▼

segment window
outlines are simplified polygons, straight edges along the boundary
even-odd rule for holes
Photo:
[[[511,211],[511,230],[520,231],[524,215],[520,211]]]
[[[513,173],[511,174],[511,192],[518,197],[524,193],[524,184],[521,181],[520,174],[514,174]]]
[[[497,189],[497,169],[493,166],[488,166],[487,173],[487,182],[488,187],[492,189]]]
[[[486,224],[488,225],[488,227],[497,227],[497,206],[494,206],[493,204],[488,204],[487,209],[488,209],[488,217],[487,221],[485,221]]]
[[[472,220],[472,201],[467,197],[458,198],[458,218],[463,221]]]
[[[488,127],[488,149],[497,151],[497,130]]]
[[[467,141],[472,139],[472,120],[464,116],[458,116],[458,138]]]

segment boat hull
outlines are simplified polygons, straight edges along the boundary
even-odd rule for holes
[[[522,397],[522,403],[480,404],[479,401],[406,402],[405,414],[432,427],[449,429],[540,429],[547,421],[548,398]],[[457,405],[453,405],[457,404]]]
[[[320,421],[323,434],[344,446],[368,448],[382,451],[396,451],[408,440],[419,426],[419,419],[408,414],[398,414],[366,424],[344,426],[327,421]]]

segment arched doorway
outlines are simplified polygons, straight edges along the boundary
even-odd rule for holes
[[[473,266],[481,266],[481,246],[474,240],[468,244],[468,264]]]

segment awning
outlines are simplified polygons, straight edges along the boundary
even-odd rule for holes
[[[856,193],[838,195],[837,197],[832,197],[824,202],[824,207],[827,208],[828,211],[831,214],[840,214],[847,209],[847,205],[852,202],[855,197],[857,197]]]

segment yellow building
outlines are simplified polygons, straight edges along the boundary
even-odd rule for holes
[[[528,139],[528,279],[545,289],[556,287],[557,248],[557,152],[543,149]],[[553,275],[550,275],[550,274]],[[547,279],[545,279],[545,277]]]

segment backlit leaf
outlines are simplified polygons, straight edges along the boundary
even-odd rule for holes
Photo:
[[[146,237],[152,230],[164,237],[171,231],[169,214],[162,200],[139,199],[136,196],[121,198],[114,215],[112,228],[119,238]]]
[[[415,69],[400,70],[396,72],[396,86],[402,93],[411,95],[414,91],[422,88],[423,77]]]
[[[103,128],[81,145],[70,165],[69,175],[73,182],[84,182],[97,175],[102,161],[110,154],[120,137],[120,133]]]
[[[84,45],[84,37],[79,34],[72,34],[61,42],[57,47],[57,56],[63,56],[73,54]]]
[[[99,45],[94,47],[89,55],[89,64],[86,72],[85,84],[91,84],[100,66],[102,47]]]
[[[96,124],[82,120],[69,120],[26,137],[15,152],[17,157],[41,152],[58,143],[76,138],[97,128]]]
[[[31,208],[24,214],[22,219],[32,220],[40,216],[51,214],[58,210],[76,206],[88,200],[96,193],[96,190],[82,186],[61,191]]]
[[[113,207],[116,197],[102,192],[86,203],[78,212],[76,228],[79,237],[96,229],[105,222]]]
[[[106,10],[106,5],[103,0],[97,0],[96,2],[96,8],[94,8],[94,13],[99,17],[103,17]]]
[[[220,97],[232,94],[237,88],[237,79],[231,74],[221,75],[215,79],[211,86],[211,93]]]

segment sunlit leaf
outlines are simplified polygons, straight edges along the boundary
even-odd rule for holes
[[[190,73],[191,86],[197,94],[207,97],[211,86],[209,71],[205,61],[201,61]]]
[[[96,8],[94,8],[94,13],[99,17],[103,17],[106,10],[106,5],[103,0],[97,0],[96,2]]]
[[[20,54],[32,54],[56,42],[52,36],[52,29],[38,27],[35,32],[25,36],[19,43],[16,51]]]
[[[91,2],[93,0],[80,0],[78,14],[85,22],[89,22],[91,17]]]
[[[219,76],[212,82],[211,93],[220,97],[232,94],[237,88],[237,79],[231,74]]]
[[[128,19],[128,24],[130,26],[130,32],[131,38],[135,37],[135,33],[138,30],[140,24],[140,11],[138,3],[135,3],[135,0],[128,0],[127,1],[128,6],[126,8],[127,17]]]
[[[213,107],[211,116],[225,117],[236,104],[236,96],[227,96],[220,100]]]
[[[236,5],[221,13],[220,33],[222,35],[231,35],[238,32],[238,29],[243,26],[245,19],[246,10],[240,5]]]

▲

> STATED GOAL:
Find each line in the listing above that contains the word "leaf" and copy those lines out.

> FINISHED TASK:
segment backlit leaf
segment sunlit leaf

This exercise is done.